--- Task brief ---
Count how many lines in the records below contain the string "dashed", treating uppercase and lowercase as different, and reply with only that number.

───── Listed entries

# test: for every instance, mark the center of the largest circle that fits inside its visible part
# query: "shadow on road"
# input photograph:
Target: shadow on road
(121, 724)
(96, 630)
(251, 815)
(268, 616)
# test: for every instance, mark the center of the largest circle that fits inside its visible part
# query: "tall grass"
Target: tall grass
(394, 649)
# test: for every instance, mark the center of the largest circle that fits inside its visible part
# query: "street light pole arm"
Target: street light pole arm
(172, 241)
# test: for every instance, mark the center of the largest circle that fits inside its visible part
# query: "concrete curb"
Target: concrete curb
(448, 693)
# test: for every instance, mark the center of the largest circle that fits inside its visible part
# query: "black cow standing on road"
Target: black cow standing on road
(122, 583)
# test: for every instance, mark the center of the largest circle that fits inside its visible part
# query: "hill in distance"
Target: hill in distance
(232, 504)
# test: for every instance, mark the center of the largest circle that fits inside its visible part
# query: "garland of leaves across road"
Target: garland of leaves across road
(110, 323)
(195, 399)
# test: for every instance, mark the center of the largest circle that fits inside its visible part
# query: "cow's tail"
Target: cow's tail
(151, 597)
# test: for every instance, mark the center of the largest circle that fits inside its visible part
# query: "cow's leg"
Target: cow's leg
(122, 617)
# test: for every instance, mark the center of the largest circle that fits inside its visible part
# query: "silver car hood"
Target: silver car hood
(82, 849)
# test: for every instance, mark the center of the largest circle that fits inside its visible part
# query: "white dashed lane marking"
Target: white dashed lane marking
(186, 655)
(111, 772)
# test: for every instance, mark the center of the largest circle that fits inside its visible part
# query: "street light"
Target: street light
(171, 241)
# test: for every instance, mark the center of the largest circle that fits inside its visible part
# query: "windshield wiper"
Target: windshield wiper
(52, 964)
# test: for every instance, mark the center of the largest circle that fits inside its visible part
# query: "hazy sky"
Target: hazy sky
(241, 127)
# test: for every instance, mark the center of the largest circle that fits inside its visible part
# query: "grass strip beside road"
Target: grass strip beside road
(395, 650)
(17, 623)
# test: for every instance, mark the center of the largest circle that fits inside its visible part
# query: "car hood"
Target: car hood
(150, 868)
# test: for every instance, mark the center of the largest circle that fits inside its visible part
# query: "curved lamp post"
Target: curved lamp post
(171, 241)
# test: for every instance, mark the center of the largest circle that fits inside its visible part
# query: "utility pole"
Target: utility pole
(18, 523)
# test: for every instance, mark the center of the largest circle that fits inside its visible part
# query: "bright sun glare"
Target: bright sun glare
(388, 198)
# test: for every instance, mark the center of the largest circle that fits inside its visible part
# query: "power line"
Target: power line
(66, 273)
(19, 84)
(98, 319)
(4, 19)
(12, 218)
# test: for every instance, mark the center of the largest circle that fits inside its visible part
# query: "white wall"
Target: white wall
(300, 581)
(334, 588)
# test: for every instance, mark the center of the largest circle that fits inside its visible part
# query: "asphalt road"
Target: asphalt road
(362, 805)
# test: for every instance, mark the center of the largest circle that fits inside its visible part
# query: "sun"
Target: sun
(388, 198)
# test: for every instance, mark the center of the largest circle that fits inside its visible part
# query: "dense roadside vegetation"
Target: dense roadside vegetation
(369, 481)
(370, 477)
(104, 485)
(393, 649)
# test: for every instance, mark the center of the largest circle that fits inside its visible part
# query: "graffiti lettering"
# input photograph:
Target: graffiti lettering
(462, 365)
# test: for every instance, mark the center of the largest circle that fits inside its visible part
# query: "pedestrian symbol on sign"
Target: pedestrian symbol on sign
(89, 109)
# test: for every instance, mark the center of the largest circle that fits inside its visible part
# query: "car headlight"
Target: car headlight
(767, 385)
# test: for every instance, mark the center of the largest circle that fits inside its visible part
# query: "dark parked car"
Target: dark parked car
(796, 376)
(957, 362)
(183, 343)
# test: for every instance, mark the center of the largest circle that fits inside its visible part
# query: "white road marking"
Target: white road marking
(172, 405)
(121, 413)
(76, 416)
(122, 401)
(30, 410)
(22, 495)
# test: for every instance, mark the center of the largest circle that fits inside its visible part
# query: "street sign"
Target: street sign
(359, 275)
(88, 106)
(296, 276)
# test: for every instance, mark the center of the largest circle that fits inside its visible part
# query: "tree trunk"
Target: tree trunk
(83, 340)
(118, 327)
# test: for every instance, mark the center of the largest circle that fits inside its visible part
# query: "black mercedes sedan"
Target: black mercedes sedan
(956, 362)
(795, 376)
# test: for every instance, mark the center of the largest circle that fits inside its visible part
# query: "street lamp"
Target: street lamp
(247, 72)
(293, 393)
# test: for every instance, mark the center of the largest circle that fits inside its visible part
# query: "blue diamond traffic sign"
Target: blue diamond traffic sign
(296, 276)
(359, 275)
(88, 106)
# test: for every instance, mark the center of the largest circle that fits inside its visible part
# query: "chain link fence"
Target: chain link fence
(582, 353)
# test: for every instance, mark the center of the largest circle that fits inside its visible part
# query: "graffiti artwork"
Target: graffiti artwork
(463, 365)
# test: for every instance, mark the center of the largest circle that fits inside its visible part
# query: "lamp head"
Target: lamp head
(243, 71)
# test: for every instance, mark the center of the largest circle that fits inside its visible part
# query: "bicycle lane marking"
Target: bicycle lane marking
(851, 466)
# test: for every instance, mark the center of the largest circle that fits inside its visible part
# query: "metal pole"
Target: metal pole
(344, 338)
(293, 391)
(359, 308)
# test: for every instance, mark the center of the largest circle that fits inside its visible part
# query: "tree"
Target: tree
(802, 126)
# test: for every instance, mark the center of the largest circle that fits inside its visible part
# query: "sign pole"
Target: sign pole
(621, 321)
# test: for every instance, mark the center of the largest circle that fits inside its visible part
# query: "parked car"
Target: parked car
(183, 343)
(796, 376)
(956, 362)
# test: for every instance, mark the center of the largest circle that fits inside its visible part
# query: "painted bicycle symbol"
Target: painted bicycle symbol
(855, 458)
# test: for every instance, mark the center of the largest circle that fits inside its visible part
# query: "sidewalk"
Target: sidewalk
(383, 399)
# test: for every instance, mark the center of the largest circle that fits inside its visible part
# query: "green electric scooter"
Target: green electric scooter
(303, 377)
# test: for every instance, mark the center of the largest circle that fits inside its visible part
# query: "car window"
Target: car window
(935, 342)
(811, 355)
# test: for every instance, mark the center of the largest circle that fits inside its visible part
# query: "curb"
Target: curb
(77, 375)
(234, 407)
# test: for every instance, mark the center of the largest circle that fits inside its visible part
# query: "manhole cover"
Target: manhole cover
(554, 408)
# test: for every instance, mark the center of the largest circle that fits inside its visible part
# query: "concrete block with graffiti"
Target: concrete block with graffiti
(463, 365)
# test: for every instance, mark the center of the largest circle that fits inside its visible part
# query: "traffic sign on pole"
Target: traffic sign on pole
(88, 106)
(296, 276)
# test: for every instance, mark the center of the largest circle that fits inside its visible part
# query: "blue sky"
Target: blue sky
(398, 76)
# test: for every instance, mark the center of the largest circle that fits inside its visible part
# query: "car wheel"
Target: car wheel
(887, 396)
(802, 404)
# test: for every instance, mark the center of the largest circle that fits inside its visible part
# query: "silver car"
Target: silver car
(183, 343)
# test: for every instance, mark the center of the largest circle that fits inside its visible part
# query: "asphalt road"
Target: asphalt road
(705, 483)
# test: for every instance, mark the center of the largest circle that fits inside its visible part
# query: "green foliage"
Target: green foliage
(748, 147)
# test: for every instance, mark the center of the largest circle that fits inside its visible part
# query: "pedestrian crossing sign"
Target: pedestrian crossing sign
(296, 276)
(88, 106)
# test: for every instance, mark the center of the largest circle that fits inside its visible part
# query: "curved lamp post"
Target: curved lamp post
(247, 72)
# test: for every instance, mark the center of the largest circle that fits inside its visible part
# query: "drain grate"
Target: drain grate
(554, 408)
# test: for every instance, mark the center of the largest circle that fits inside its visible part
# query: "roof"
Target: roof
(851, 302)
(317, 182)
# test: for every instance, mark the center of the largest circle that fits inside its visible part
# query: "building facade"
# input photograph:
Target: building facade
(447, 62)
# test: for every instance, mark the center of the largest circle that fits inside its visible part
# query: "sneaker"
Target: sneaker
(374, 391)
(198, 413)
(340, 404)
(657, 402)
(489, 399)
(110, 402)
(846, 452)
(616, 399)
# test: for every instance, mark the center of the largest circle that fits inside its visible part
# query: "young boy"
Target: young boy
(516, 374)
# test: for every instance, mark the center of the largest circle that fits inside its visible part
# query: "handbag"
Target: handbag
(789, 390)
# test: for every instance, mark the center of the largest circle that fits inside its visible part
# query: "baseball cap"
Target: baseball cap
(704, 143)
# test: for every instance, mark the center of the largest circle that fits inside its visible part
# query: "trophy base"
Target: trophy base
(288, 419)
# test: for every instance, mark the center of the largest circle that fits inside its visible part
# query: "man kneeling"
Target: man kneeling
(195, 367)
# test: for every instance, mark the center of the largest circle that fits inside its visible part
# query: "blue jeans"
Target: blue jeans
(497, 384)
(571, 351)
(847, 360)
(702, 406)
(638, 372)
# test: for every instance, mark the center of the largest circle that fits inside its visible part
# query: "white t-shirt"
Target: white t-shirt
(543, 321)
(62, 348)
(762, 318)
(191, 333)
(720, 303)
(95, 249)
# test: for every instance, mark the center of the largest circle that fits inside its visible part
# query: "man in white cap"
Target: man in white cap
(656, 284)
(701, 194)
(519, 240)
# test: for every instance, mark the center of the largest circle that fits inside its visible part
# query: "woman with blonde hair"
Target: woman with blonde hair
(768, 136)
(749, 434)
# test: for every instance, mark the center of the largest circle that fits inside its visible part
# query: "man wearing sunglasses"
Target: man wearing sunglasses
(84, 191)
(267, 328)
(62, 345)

──────────

--- Response to the task ---
2